Passage given
--- BEGIN ---
You can define lists in a bunch of ways in Haskell. For example, as functions:
{-# LANGUAGE RankNTypes #-}
newtype List a = List { runList :: forall b. (a -> b -> b) -> b -> b }
nil :: List a
nil = List (\_ z -> z )
cons :: a -> List a -> List a
cons x xs = List (\f z -> f x (runList xs f z))
isNil :: List a -> Bool
isNil xs = runList xs (\x xs -> False) True
head :: List a -> a
head xs = runList xs (\x xs -> x) (error "empty list")
tail :: List a -> List a
tail xs | isNil xs = error "empty list"
tail xs = fst (runList xs go (nil, nil))
where go x (xs, xs') = (xs', cons x xs)
foldr :: (a -> b -> b) -> b -> List a -> b
foldr f z xs = runList xs f z
The trick to this implementation is that lists are being represented as functions that execute a fold over the elements of the list:
fromNative :: [a] -> List a
fromNative xs = List (\f z -> foldr f z xs)
toNative :: List a -> [a]
toNative xs = runList xs (:) []
In any case, what really matters is the contract (or laws) that the type and its operations follow, and the performance of implementation. Basically, any implementation that fulfills the contract will give you correct programs, and faster implementations will give you faster programs.
What is the contract of lists? Well, I'm not going to express it in complete detail, but lists obey statements like these:
head (x:xs) == x
tail (x:xs) == xs
[] == []
[] /= x:xs
If xs == ys and x == y, then x:xs == y:ys
foldr f z [] == z
foldr f z (x:xs) == f x (foldr f z xs)
EDIT: And to tie this to augustss' answer:
newtype ExpList a = ExpList (Maybe (a, ExpList a))
toExpList :: List a -> ExpList a
toExpList xs = runList xs (\x xs -> ExpList (Just (x, xs))) (ExpList Nothing)
foldExpList f z (ExpList Nothing) = z
foldExpList f z (ExpList (Just (head, taill))) = f head (foldExpList f z tail)
fromExpList :: ExpList a -> List a
fromExpList xs = List (\f z -> foldExpList f z xs)
You could define lists in terms of Maybe, but not that way do. Your List type cannot be empty. Or did you intend Maybe (List a) to be the replacement of [a]. This seems bad since it doesn't distinguish the list and maybe types.
--- END ---
Stored rows
--- BEGIN ---
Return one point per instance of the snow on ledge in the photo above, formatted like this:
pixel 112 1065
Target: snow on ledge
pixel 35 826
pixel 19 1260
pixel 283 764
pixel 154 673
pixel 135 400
--- END ---
Work instructions
[1] In the passage on defining lists in Haskell, what do the functions that represent lists execute?
[2] Write out the stretch of the passage on defining lists in Haskell from "foldr :: (a" through "-> foldr f z xs)".

Exercise results
[1] They execute a fold over the elements of the list.

[2]
foldr :: (a -> b -> b) -> b -> List a -> b
foldr f z xs = runList xs f z
The trick to this implementation is that lists are being represented as functions that execute a fold over the elements of the list:
fromNative :: [a] -> List a
fromNative xs = List (\f z -> foldr f z xs)